**PROBLEM REQUIREMENTS:**
Update the part of the records that opens with the line containing "# test: pin the dark" and closes with the line containing "Target: dark red liquid": write those lines out again with "liquid" changed to "drink" and nothing else altered.

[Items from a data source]
_ _ _ _ _

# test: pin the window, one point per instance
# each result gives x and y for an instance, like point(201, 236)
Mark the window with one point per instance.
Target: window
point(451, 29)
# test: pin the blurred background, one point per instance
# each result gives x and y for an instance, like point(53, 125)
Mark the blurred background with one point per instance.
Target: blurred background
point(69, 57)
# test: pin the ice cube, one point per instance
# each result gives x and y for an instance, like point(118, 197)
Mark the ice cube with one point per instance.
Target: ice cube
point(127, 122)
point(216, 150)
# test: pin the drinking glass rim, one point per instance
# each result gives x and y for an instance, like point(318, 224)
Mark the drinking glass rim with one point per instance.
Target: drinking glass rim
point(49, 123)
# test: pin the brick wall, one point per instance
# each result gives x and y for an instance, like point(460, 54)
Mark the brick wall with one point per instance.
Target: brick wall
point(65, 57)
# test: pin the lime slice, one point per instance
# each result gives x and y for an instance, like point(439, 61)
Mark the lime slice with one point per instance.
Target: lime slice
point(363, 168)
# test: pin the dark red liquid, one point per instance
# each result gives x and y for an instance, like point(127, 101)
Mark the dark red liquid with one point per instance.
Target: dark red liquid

_ _ _ _ _

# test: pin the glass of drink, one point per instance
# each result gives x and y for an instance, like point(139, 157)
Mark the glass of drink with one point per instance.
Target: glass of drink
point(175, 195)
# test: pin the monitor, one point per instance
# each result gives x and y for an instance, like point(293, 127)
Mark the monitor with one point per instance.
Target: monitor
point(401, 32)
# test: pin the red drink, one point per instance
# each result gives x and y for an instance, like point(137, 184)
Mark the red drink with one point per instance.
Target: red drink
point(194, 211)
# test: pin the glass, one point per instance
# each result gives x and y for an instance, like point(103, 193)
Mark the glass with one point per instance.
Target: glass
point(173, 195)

_ _ _ _ _

**TASK RESPONSE:**
# test: pin the dark red drink, one point per instance
# each result gives x and y for an instance, like point(127, 101)
Mark the dark red drink with one point per instance.
Target: dark red drink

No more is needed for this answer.